▶ **Texte de lecture**
(Echanges. Contribution Mona R.. Septembre 2007)
Vivre la
différence
VIVRE LA DIFFERENCE
Mon sujet au départ était "Vivre la
différence - la différence identitaire"... puis
je me laissée un peu aller au gré de mes
réflexions... réflexions qui m'ont
menée à "l'universalité" voir aux
portes du "mondialisme".
Je n'ai pas la prétention de traiter de tous ces
sujets. Je vous ferais part de quelques analyses
intéressantes que j'ai trouvé et vous poserais
les questions qui se sont imposées et auxquelles
nous répondrons
ensemble.
°
Parler seulement de la "différence identitaire"?
Qu'aurais-je dit que vous ne sachiez déjà?
...Je vous aurais encore une fois parlé de ma petite enfance
qui a pour toile de fond le pays de mes aïeux, une
montagne pelée qui prend le rose du couchant ou le petit
port qui scintille de lumière au petit matin...

▶ **Consignes**
Dans le texte « Vivre la différence », quel était le sujet retenu au départ ?

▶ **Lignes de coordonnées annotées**
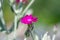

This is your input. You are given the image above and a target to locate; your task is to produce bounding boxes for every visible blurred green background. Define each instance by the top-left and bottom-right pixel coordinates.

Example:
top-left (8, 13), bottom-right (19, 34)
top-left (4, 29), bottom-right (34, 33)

top-left (3, 0), bottom-right (60, 25)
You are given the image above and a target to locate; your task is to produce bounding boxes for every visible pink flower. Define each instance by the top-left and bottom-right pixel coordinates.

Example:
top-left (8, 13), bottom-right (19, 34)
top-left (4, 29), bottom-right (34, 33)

top-left (16, 0), bottom-right (28, 4)
top-left (21, 15), bottom-right (37, 24)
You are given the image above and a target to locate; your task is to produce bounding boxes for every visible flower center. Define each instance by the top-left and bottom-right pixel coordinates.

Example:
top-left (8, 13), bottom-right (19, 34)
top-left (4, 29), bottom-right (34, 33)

top-left (28, 19), bottom-right (31, 21)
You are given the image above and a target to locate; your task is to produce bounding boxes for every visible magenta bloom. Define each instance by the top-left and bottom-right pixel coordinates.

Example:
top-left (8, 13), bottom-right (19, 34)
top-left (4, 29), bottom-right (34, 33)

top-left (16, 0), bottom-right (20, 4)
top-left (21, 15), bottom-right (37, 24)
top-left (16, 0), bottom-right (28, 4)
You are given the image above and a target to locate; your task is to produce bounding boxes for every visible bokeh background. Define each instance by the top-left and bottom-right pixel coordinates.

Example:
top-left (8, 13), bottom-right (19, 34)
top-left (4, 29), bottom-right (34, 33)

top-left (0, 0), bottom-right (60, 39)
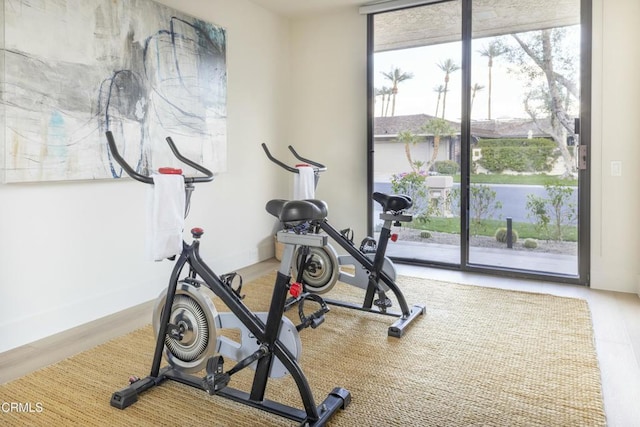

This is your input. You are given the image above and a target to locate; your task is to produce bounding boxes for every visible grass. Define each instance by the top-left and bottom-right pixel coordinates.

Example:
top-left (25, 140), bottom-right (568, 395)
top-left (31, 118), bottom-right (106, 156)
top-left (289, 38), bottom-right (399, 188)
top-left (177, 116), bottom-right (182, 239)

top-left (453, 173), bottom-right (578, 187)
top-left (409, 217), bottom-right (578, 242)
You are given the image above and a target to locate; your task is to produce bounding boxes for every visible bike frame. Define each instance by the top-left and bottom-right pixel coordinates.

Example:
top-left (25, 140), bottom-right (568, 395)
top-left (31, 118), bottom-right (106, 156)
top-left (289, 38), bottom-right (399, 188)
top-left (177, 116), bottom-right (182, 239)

top-left (106, 132), bottom-right (351, 426)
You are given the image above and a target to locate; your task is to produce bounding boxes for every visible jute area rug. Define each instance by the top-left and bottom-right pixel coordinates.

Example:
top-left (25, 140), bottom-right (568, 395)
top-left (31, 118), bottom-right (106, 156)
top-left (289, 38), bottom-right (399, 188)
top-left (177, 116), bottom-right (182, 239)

top-left (0, 274), bottom-right (606, 427)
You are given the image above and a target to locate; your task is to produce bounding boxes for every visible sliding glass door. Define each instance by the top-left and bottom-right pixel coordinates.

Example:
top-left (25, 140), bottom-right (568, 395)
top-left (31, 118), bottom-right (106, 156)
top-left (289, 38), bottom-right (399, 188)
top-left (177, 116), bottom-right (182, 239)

top-left (369, 0), bottom-right (591, 283)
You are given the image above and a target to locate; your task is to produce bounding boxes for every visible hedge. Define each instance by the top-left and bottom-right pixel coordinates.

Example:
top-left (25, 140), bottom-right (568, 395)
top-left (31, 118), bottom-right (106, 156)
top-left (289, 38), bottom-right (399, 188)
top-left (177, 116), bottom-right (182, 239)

top-left (478, 138), bottom-right (559, 172)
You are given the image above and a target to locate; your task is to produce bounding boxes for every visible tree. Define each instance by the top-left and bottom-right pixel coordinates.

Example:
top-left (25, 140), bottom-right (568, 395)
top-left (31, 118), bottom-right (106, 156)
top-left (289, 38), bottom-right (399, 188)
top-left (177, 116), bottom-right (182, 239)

top-left (503, 26), bottom-right (580, 177)
top-left (382, 68), bottom-right (413, 116)
top-left (375, 86), bottom-right (391, 117)
top-left (469, 83), bottom-right (484, 116)
top-left (396, 130), bottom-right (422, 172)
top-left (437, 59), bottom-right (460, 119)
top-left (422, 117), bottom-right (456, 170)
top-left (478, 40), bottom-right (507, 120)
top-left (433, 85), bottom-right (444, 117)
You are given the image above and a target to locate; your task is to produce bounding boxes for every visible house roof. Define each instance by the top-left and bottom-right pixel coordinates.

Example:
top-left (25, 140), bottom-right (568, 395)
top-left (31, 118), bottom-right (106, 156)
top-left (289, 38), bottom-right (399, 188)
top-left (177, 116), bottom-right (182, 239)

top-left (373, 114), bottom-right (549, 138)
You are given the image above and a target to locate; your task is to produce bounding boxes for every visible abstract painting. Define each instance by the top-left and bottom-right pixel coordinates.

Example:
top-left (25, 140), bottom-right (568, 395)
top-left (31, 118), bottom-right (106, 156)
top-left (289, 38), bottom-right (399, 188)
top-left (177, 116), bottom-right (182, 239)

top-left (0, 0), bottom-right (227, 182)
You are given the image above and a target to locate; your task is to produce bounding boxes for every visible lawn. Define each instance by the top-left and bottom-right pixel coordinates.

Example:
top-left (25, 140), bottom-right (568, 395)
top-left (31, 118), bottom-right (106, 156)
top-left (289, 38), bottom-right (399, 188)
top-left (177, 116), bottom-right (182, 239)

top-left (408, 217), bottom-right (578, 242)
top-left (453, 174), bottom-right (578, 187)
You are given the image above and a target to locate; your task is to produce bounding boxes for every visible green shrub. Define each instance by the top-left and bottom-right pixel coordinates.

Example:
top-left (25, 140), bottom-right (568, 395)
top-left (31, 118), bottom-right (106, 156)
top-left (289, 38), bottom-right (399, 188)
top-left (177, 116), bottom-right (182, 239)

top-left (478, 138), bottom-right (559, 173)
top-left (433, 160), bottom-right (459, 175)
top-left (495, 227), bottom-right (518, 243)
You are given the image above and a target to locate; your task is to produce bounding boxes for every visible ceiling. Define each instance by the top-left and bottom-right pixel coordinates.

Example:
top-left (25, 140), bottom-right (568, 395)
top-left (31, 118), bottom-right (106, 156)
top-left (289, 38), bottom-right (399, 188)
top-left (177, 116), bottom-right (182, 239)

top-left (251, 0), bottom-right (580, 52)
top-left (246, 0), bottom-right (364, 17)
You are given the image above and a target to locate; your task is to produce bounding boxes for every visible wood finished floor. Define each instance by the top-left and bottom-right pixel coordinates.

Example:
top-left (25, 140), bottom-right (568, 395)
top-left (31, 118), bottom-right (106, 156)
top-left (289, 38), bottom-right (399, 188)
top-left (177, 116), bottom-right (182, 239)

top-left (0, 260), bottom-right (640, 427)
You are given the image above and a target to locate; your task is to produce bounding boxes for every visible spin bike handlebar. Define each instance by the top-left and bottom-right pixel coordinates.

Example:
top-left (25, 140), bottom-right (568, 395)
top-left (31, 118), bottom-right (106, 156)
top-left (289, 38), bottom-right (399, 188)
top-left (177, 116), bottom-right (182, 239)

top-left (262, 143), bottom-right (327, 173)
top-left (106, 131), bottom-right (214, 184)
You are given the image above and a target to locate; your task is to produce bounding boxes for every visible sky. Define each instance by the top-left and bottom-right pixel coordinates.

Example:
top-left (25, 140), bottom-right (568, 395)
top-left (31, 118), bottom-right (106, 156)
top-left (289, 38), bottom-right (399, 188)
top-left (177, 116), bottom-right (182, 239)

▶ **Solution**
Le sujet retenu au départ était « Vivre la différence - la différence identitaire ».